### Задание:
Определите, согласуются ли с фрагментом документа утверждения: (a) Ира сохранила свою серёжку; (b) первая подружка перестала дружить по собственному желанию; (c) врач сказал, что очки придётся носить пять лет. Для каждого утверждения дайте ответ «да» или «нет» и приведите дословно решающие слова текста.

### Фрагмент документа:

В народе говорят, что когда первой рождается девочка, а вторым мальчик – это красные дети, девочка будет помогать родителям воспитывать маленького, а он будет всегда ценить женское внимание. Не знаю, может быть. Но совершенно точно – очень хорошо, когда мальчики и девочки имеют опыт общения с раннего детства. Когда мы заехали в наш дом, в нём как-то не оказалось сразу девочек-сверстниц. И я дружила с мальчишками. Даже в войнушку играла, и даже бывала атаманшей. :) Правда, годам к восьми мне это надоело, и над своими друзьями я стала посмеиваться: что орёте, как сумасшедшие, носитесь впустую? Но с каждым из них у меня всё равно сохранились уважительные и добрые отношения. А вот первая подружка стала моей первой предательницей. Поневоле: ей бабушка запретила со мной дружить, потому что, де, я из богатой семьи (Москва-Москва!) и никогда не буду её любить. Правда, девочка долго мучилась, понимая, что делает что-то неправильное. Нам было по семь лет. Простила ли я её, спросите? Простила – и её, и бабушку. Но на всю жизнь сохранила с ними дистанцию.
Зато потом судьба подарила мне такую подружку, какая редко у кого бывает. Мы встретились девятилетними, её семью поселили в нашем доме, только в другом подъезде. Почти за семь лет общения мы не поссорились ни разу. Она была тоже очень компанейская и доброжелательная, разводила кактусы, лечила всех кошек во дворе. Мы были почти одинакового роста – и самые маленькие в классе, – она блондинка с двумя задорными хвостиками, а я русая и в строгих очках. Её мама так радовалась нашему союзу, что даже достала две одинаковые голубые курточки (тогда с детскими товарами было трудновато) и обрядила нас как близняшек. При этом мы были во многом разными, и в характерах, и в некоторых увлечениях – однако это как раз было интересно. Но я перед верной подругой виновата. Она не заканчивала вместе со мной школу, потому что за полгода до того родителей перевели в другую часть. Перед отъездом Иришка принесла две серёжки и сказала: «Давай сохраним по одной каждая, мы так хорошо дружили». И она свою серёжку сохранила, как выяснилось через десятилетия. А я потеряла. Чёрт их возьми, эти переезды и ремонты… Не оправдание, конечно. Прости меня, Ира.
Очки? Да, я до пятнадцати лет носила очки. Перед рождением брата чуть было не лишилась левого глаза. В воскресенье всей семьёй пошли прогуляться, я побежала впереди родителей к калитке. На ней был большой железный засов, калитка открылась в мою сторону – входил человек, удар засова пришёлся мне по виску, глаз от испуга почти убежал за белок. Врач после осмотра сказал, что исправить дело можно, но очки придётся носить целых десять лет. Все взрослые (папин отчим отвёл-таки нас в какую-то закрытую больницу) напряглись, тогда ещё такого количества очкариков, как теперь, не было, тем более среди детей. Но будущая строгая училка сказала: «Подумаешь, очки! Как раз к юности и сниму». Все засмеялись и успокоились. А потом часто приговаривали: «Смотрите, а Лену очки и не портят!»

### Сохранённые данные:
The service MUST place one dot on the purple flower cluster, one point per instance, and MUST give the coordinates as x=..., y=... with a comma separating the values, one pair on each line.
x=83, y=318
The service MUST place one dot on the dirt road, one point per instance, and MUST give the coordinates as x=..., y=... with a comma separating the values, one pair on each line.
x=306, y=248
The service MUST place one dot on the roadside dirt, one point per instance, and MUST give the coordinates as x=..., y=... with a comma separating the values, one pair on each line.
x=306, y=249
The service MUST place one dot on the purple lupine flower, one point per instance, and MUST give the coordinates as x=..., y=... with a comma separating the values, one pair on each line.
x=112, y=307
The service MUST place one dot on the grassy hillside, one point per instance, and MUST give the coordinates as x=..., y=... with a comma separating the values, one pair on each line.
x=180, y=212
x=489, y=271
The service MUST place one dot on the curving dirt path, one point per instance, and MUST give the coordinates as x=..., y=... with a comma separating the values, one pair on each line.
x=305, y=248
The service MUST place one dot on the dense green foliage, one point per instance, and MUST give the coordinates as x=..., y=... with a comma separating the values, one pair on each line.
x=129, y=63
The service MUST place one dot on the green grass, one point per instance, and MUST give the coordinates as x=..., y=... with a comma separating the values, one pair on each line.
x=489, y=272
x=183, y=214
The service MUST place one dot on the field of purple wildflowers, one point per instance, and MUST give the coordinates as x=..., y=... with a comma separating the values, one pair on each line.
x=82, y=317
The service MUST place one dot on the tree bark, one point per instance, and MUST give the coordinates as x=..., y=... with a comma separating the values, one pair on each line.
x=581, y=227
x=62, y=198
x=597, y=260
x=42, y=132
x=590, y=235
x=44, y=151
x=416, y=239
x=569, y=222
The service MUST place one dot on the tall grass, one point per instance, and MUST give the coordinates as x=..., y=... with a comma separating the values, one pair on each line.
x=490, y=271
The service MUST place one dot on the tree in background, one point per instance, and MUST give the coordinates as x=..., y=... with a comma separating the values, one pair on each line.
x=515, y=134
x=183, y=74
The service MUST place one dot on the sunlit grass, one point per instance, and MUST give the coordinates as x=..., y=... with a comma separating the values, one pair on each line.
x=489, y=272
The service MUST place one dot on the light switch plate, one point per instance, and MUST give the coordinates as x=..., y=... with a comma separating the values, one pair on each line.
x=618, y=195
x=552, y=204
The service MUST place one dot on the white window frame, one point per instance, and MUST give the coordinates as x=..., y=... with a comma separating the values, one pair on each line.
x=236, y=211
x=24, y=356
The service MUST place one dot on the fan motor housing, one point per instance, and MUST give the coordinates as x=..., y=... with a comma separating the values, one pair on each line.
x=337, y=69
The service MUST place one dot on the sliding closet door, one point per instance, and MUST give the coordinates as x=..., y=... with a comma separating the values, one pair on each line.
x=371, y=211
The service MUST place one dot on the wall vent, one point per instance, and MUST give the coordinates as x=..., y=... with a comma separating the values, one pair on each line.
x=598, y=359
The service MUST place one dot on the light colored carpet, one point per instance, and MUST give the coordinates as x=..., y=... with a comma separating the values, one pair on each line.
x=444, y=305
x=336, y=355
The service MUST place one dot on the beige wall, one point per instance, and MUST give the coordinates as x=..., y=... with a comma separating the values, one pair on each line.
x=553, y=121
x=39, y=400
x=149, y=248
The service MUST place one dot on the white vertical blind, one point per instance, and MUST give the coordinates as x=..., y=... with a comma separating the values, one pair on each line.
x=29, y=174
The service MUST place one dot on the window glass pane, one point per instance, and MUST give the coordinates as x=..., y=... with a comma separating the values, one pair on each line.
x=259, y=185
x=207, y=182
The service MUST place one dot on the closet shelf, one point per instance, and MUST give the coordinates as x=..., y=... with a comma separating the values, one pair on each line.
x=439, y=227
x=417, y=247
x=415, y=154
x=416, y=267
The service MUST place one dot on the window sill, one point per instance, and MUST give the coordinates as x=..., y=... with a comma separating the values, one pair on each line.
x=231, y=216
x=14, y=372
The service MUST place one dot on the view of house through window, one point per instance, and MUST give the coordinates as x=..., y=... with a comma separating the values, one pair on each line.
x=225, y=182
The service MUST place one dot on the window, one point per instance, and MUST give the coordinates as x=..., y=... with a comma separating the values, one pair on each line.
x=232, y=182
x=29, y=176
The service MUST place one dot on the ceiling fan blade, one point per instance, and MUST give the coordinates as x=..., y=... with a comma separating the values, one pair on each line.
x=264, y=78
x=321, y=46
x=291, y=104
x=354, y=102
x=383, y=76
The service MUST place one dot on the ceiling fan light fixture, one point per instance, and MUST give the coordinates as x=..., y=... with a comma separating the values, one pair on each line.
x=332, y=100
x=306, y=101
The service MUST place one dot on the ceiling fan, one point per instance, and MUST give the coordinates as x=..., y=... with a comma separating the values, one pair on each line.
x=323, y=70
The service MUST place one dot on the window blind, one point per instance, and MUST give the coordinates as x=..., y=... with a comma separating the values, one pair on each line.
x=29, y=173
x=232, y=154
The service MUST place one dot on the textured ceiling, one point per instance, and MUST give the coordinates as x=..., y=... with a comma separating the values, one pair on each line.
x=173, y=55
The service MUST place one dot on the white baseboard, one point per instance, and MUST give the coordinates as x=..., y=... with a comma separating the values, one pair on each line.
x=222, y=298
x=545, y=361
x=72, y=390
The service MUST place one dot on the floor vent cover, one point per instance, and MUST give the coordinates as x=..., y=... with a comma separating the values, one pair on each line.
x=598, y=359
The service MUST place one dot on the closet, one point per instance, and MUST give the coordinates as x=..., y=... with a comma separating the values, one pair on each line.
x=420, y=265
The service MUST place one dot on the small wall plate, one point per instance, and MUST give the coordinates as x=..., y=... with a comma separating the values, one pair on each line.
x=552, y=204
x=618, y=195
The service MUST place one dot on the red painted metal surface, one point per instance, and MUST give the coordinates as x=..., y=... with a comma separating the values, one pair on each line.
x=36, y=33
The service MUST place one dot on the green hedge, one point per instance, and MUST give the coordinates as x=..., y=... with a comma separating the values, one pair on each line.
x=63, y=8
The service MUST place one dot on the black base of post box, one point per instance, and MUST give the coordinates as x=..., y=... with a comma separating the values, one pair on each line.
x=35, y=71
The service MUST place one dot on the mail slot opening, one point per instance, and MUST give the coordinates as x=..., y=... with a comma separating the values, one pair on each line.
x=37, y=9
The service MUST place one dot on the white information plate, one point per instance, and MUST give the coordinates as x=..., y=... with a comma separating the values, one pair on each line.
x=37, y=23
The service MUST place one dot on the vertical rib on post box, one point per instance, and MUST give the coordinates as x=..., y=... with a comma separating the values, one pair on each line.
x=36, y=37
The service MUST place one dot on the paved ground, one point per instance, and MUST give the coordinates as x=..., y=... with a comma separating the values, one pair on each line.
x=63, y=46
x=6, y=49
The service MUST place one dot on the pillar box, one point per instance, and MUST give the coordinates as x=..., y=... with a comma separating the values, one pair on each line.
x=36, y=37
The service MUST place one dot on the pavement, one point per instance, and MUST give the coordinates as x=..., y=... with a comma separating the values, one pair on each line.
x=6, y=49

### Решение задания:
(a) Да: «И она свою серёжку сохранила, как выяснилось через десятилетия».
(b) Нет: «ей бабушка запретила со мной дружить».
(c) Нет: «очки придётся носить целых десять лет».